# [Records provided]
#####

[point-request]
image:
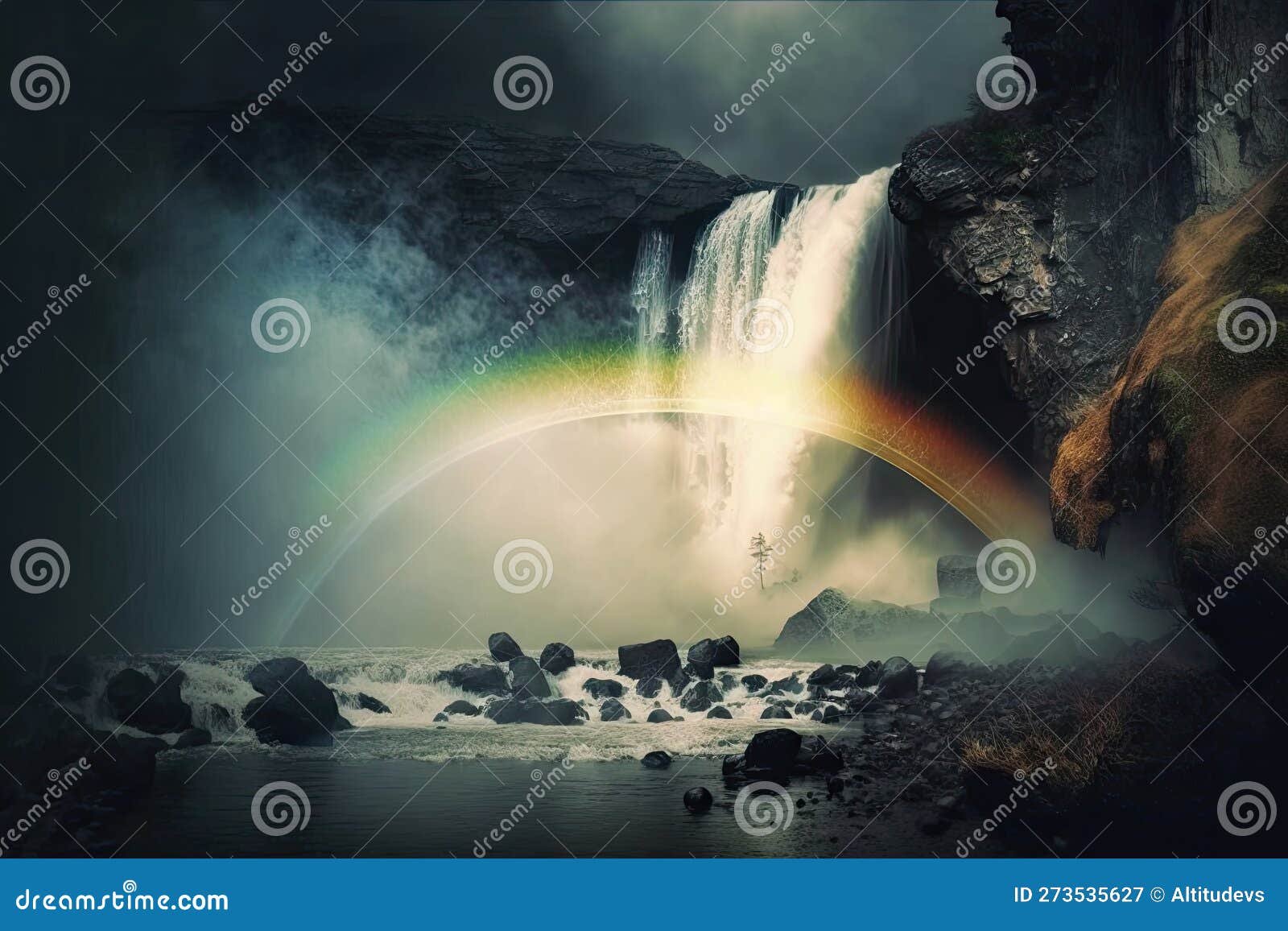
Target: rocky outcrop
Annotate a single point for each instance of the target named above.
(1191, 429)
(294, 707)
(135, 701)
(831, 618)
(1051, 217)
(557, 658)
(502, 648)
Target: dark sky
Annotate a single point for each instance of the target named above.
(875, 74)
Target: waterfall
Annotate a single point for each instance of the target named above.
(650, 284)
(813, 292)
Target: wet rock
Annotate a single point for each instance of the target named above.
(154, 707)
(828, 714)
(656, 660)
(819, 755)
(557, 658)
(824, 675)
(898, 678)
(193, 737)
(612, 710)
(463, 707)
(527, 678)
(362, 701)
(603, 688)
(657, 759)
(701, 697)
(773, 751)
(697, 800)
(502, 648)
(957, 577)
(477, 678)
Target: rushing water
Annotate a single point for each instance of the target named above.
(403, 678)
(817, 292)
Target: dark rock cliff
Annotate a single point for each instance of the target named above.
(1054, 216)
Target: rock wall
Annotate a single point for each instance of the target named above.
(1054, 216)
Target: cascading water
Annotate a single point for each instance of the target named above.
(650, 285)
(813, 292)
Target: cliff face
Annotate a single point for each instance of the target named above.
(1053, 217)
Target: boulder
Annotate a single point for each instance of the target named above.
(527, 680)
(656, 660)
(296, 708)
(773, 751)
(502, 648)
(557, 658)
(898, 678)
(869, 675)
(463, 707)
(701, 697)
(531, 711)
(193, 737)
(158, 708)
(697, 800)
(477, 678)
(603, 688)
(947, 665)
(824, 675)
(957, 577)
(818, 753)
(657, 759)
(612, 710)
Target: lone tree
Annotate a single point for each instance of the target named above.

#####

# [What you need to do]
Please rewrite all of the data above, changing every "Annotate" to "Mark" and keeping everything else the same. Leave the pictures out of your version.

# [Answer to this exercise]
[point-request]
image:
Target: rocky outcrop
Mark a single point for each instance of the target named above.
(1191, 429)
(294, 707)
(135, 701)
(831, 618)
(1051, 217)
(557, 658)
(502, 648)
Target: dark sky
Mark a single point for each instance of the target named above.
(875, 74)
Target: waterfall
Mark a single point for each instance of the target named above.
(650, 284)
(813, 292)
Target: wet rock
Mark a single point for each instance of the target named above.
(154, 707)
(828, 714)
(656, 660)
(819, 755)
(557, 658)
(824, 675)
(898, 678)
(193, 737)
(612, 710)
(463, 707)
(527, 678)
(362, 701)
(603, 688)
(657, 759)
(701, 697)
(773, 751)
(697, 800)
(502, 648)
(957, 577)
(477, 678)
Target: rushing water
Mark a single point for each instance of the target named above.
(403, 678)
(817, 292)
Target: dark rock cliff
Mark a single point for each instance of the target named above.
(1054, 216)
Target: rock wall
Mark a single point for each instance of the target named above.
(1054, 216)
Target: cascading water
Mark a single point for each instance of the target named above.
(650, 285)
(813, 292)
Target: cliff face
Mark a single point for each instance of the target named above.
(1053, 217)
Target: boulder
Mark a single point for each instance of the target named above.
(527, 680)
(656, 660)
(296, 708)
(773, 751)
(502, 648)
(557, 658)
(898, 678)
(869, 675)
(463, 707)
(701, 697)
(531, 711)
(193, 737)
(158, 708)
(697, 800)
(477, 678)
(603, 688)
(947, 665)
(824, 675)
(957, 577)
(818, 753)
(657, 759)
(612, 710)
Target: lone tree
Mark a single point for each instance of the target named above.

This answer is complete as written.